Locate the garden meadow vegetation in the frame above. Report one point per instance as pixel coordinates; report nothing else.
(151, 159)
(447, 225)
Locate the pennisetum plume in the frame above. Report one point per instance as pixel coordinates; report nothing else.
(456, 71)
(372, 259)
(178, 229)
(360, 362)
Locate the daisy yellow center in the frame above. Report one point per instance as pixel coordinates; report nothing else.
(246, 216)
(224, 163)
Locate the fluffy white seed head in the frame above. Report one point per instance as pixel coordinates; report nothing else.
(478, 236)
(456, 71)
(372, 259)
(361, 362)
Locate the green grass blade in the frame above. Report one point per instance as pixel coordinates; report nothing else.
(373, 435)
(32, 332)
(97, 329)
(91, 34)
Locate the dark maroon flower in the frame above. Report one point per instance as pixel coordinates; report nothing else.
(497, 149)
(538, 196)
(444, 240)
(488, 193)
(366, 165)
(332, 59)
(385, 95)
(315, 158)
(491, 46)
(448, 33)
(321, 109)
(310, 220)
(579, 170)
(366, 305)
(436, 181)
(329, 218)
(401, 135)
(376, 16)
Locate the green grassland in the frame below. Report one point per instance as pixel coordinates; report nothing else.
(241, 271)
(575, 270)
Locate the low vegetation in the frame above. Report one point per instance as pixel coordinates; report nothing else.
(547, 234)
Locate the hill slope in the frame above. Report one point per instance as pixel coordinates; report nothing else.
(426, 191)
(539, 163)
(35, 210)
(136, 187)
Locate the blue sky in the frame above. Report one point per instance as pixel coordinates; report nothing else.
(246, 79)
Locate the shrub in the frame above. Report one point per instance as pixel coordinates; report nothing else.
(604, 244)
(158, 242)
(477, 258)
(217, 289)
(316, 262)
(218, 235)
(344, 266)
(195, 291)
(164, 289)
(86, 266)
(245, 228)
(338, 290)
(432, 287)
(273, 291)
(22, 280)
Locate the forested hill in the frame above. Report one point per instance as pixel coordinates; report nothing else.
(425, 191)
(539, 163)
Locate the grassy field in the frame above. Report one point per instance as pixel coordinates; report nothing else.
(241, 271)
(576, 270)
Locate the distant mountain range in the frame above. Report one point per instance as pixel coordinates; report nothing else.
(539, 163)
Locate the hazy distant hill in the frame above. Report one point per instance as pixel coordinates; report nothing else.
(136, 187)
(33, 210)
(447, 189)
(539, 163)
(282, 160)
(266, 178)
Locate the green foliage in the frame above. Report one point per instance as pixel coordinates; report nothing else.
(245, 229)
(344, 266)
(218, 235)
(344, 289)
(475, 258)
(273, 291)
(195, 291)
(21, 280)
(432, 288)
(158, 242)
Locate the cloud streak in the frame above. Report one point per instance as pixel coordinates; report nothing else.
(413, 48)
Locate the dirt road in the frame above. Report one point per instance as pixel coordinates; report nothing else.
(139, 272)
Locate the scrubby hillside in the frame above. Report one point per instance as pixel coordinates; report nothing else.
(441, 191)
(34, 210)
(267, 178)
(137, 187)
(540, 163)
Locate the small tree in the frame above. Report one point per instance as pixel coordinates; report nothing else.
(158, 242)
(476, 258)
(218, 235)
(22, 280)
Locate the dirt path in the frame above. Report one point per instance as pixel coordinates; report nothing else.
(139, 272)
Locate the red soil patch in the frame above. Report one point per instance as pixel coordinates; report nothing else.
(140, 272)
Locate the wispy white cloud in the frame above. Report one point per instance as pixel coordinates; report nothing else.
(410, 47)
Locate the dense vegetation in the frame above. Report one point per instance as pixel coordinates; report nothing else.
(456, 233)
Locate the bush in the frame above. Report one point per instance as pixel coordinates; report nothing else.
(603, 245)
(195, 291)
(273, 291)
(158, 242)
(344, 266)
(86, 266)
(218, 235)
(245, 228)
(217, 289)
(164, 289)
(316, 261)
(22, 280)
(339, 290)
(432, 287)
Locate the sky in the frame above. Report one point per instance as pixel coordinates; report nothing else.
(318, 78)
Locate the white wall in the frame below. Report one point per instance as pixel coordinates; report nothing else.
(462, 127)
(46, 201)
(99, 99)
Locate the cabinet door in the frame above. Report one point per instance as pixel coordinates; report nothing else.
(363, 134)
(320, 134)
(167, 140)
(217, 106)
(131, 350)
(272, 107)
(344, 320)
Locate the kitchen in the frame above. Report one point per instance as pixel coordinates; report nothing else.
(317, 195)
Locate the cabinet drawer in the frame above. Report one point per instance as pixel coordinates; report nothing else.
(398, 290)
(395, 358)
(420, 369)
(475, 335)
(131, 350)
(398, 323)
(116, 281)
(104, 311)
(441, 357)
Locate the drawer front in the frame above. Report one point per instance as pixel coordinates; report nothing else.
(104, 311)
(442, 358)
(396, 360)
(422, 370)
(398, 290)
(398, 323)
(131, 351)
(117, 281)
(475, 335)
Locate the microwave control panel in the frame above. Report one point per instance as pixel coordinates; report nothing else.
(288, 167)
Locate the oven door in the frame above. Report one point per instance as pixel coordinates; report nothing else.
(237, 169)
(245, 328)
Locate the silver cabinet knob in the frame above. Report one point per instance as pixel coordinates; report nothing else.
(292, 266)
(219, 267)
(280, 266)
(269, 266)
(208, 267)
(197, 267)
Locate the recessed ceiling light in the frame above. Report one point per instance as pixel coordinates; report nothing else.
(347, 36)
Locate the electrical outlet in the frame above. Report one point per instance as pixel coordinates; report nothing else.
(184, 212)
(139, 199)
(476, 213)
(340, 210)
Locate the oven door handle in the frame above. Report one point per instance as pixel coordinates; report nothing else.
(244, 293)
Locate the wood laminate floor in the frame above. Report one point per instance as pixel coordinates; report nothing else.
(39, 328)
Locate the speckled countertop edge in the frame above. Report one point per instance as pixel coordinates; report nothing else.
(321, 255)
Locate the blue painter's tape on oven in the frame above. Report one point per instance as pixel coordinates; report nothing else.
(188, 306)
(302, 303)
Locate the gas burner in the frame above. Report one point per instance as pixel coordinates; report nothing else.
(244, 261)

____

## Task
Convert all of the data above into a numbered list, one line per item, and leave out any blank lines.

## Written answer
1. Locate the garden meadow vegetation in the frame above. Report one point per instance as pixel coordinates; report nothing else.
2. (151, 159)
3. (447, 225)
4. Locate the pennisetum plume in the frame above. Report one point per instance as pixel coordinates; report nothing else.
5. (456, 71)
6. (372, 259)
7. (178, 229)
8. (360, 362)
9. Locate the daisy yellow center in the frame above. Report one point per instance as pixel coordinates; report nothing else.
10. (246, 216)
11. (224, 163)
12. Locate the fluffy white seed head in the frame above. Report one point per instance as pixel coordinates; report nothing else.
13. (478, 236)
14. (456, 71)
15. (372, 259)
16. (361, 362)
17. Locate the green grass blade in the frame above. Report one point per instance as pixel coordinates; report nothing else.
18. (373, 435)
19. (32, 332)
20. (97, 329)
21. (91, 34)
22. Locate the dark maroon flower in the frame above. Report one point per instance as pixel coordinates; report nothing else.
23. (497, 149)
24. (538, 196)
25. (444, 240)
26. (488, 193)
27. (366, 165)
28. (332, 59)
29. (385, 95)
30. (315, 158)
31. (491, 46)
32. (448, 33)
33. (321, 109)
34. (310, 220)
35. (579, 170)
36. (366, 305)
37. (436, 181)
38. (329, 218)
39. (401, 135)
40. (376, 16)
41. Locate the green grassland in the frame below. Report one point per instance as pixel coordinates; report nothing else.
42. (241, 271)
43. (575, 270)
44. Locate the low vegetation in the frame above. Report one point per instance as pixel coordinates; report nothing else.
45. (547, 234)
46. Locate the hill slope in the frame above. Report one point per instance as pixel coordinates; report nothing else.
47. (426, 191)
48. (539, 163)
49. (35, 210)
50. (136, 187)
51. Locate the blue sky in the frame above. Report one point per instance as pixel coordinates; report nothing else.
52. (246, 79)
53. Locate the shrub in the frame above. Report one point per instance as pixel coordinates; report nothing else.
54. (604, 244)
55. (158, 242)
56. (477, 258)
57. (217, 289)
58. (316, 262)
59. (218, 235)
60. (344, 266)
61. (195, 291)
62. (164, 289)
63. (86, 266)
64. (245, 228)
65. (338, 290)
66. (432, 287)
67. (273, 291)
68. (22, 280)
69. Locate the forested hill in the frame above. Report one point per instance as pixel coordinates; report nothing else.
70. (425, 191)
71. (539, 163)
72. Locate the grassy field in the frame above. Report one point per instance as pixel coordinates; report nothing else.
73. (241, 271)
74. (576, 270)
75. Locate the distant mountain range in the frame above. Report one point per instance as pixel coordinates; report nothing else.
76. (539, 163)
77. Locate the hazy distant hill in the frame above. Report one point per instance as pixel coordinates; report nothing else.
78. (136, 187)
79. (33, 210)
80. (447, 189)
81. (539, 163)
82. (282, 160)
83. (266, 178)
84. Locate the green foliage in the frame above. Report one point per instance as pixel coordinates; report nothing else.
85. (245, 229)
86. (344, 266)
87. (218, 235)
88. (344, 289)
89. (475, 258)
90. (273, 291)
91. (195, 291)
92. (21, 280)
93. (432, 288)
94. (158, 242)
95. Locate the cloud streak in the frame above. Report one point per instance as pixel coordinates; report nothing else.
96. (413, 48)
97. Locate the dirt road in the frame above. Report one point per instance as pixel coordinates; report nothing else.
98. (139, 272)
99. Locate the scrubby hillside in the frame above. Report one point per instance as pixel coordinates; report nothing else.
100. (441, 191)
101. (34, 210)
102. (267, 178)
103. (137, 187)
104. (540, 163)
105. Locate the small tree in the frame above. Report one point per instance as pixel coordinates; report nothing else.
106. (158, 242)
107. (476, 258)
108. (218, 235)
109. (22, 280)
110. Locate the dirt path in the frame above. Report one point per instance as pixel coordinates; report nothing else.
111. (139, 272)
112. Locate the red soil patch in the frame above. Report one point per instance as pixel coordinates; report nothing else.
113. (140, 272)
114. Locate the wispy white cloud in the frame above. Report one point per instance as pixel coordinates; report nothing else.
115. (410, 47)
116. Locate the dense vegetation in the frame above. Report one point per instance as pixel coordinates; report nothing else.
117. (456, 233)
118. Locate the bush in the frame above. Report one point per instance as pixel coordinates; report nothing else.
119. (603, 245)
120. (195, 291)
121. (273, 291)
122. (158, 242)
123. (344, 266)
124. (86, 266)
125. (218, 235)
126. (245, 228)
127. (217, 289)
128. (164, 289)
129. (316, 261)
130. (22, 280)
131. (339, 290)
132. (432, 287)
133. Locate the sky in the frame above. Report one point per instance as pixel coordinates; report nothing else.
134. (318, 78)
135. Locate the white wall in the frame below. Report one point per instance as pixel coordinates; report nothing else.
136. (462, 127)
137. (46, 201)
138. (99, 99)
139. Locate the cabinet door in the frame above. Report one point per instance as pixel coordinates; report nothing else.
140. (363, 134)
141. (320, 134)
142. (167, 140)
143. (217, 106)
144. (131, 350)
145. (272, 107)
146. (344, 320)
147. Locate the kitchen in the frame above. Report one point per instance as pixel coordinates; report nothing else.
148. (317, 195)
149. Locate the cabinet drawer in the frame above. Report one point per instance as pixel coordinates; report nothing else.
150. (398, 290)
151. (395, 358)
152. (420, 369)
153. (475, 335)
154. (131, 350)
155. (398, 323)
156. (116, 281)
157. (104, 311)
158. (441, 357)
159. Locate the drawer front in the frame above. Report one point per instance as pixel coordinates; report nothing else.
160. (104, 311)
161. (442, 358)
162. (396, 360)
163. (422, 370)
164. (398, 290)
165. (398, 323)
166. (131, 351)
167. (117, 281)
168. (475, 335)
169. Locate the microwave control panel in the frame above. Report one point per instance as pixel coordinates; report nothing else.
170. (288, 167)
171. Locate the oven door in the frame above. Report one point per instance as pixel coordinates; report nothing else.
172. (237, 169)
173. (245, 328)
174. Locate the silver cabinet knob in the frame above. Report one point per instance as pixel coordinates; report nothing else.
175. (292, 266)
176. (219, 267)
177. (280, 266)
178. (269, 266)
179. (208, 267)
180. (197, 267)
181. Locate the recessed ceiling light in the frame above. Report one point per instance as pixel coordinates; report nothing else.
182. (347, 36)
183. Locate the electrical outlet in the frame above. Report one point per instance as pixel coordinates; report nothing else.
184. (184, 212)
185. (139, 199)
186. (476, 213)
187. (340, 210)
188. Locate the oven door handle in the frame above. Report one point per instance as pixel coordinates; report nothing else.
189. (244, 293)
190. Locate the wood laminate floor in the frame above. Report one point per instance as pixel coordinates; report nothing else.
191. (39, 328)
192. Locate the speckled countertop edge in the frame above. Report one point per instance as pixel coordinates; report nothing else.
193. (321, 255)
194. Locate the blue painter's tape on oven in the frame above. Report one point per instance as pixel coordinates; report nothing else.
195. (188, 306)
196. (302, 303)
197. Locate the gas burner in the frame above. Report one point per instance as pixel coordinates; report nothing else.
198. (244, 261)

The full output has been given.